- Textauszug:
◆ ◆ ◆ ◆ ◆ ◆ ◆

Hast du manchmal noch so ein kabel,mit dem man ein analoges telefon mit der tae verbinden kann? (das von tae zu splitter geht dafür nicht) Wenn ja,dann benutze das mal und verbinde die tae direkt mit der fritzbox (ohne splitter dazwischen) Danach kannst du nochmal testen und schauen,ob dein spektrum noch genau so bescheiden aus sieht. (nicht das der splitter defekt ist)


----------



## Wazula (7. März 2012)

Wird sofort heute Abend getestet! Werde dann berichten.

◆ ◆ ◆ ◆ ◆ ◆ ◆

- Aufgaben:
1. Ändere im Textauszug den Abschnitt von „Hast du manchmal“ bis „Werde dann berichten.“, indem du „fritzbox“ durch „Router“ ersetzt, und gib den Abschnitt vollständig wieder.
2. Wann will Wazula laut Textauszug den Vorschlag testen?
3. Setze den Textauszug über die Verbindung von TAE und Fritzbox nach seinem letzten Satz fort.

- Datenliste:
◆ ◆ ◆ ◆ ◆ ◆ ◆

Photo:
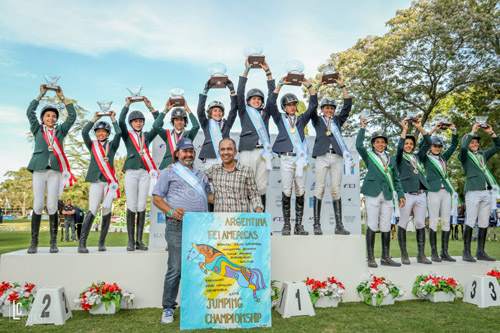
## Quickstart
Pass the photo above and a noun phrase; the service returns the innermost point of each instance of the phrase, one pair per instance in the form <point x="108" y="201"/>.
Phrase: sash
<point x="192" y="180"/>
<point x="346" y="155"/>
<point x="112" y="190"/>
<point x="387" y="172"/>
<point x="260" y="127"/>
<point x="455" y="200"/>
<point x="68" y="179"/>
<point x="481" y="164"/>
<point x="301" y="161"/>
<point x="146" y="159"/>
<point x="216" y="136"/>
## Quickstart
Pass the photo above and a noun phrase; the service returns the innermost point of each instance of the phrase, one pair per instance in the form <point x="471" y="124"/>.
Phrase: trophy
<point x="135" y="92"/>
<point x="329" y="73"/>
<point x="254" y="55"/>
<point x="218" y="77"/>
<point x="52" y="83"/>
<point x="104" y="106"/>
<point x="294" y="69"/>
<point x="482" y="120"/>
<point x="177" y="99"/>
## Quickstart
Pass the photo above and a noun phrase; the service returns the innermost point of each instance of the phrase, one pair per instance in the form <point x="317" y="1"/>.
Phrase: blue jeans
<point x="173" y="235"/>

◆ ◆ ◆ ◆ ◆ ◆ ◆

- Antworten:
1.
Hast du manchmal noch so ein kabel,mit dem man ein analoges telefon mit der tae verbinden kann? (das von tae zu splitter geht dafür nicht) Wenn ja,dann benutze das mal und verbinde die tae direkt mit der Router (ohne splitter dazwischen) Danach kannst du nochmal testen und schauen,ob dein spektrum noch genau so bescheiden aus sieht. (nicht das der splitter defekt ist)


----------



## Wazula (7. März 2012)

Wird sofort heute Abend getestet! Werde dann berichten.

2. Sofort heute Abend.

3.
Soooo:
Also habe es nun mal ausprobier es wie beschrieben Anzuschließen gemeint war wie auf dem Bild das "Kabel NR. 3" nach ca. 5 Minuten noch immer keine Verbindung. Nun wieder so angeschlossen wie es war "Kabel NR.2" - (schon in einem Beitrag zuvor beschrieben nun nur noch mal mit einem Bild) auch wenn nur NR. 1 bzw NR. 1 + NR. 2 angeschlossen sind kommt eine Verbindung zustande.



			Dieser Inhalt steht nur eingeloggten Mitgliedern zur Verfügung.


----------



## TurricanVeteran (8. März 2012)

Wazula schrieb:


> Soooo:
> Also habe es nun mal ausprobier es wie beschrieben Anzuschließen gemeint war wie auf dem Bild das "Kabel NR. 3" nach ca. 5 Minuten noch immer keine Verbindung. Nun wieder so angeschlossen wie es war "Kabel NR.2" - (schon in einem Beitrag zuvor beschrieben nun nur noch mal mit einem Bild) auch wenn nur NR. 1 bzw NR. 1 + NR. 2 angeschlossen sind kommt eine Verbindung zustande.


 Wenn kabel 3 das ist,welches auch zum verbinden von tae und splitter genutzt wird,dann kann es nicht gehen.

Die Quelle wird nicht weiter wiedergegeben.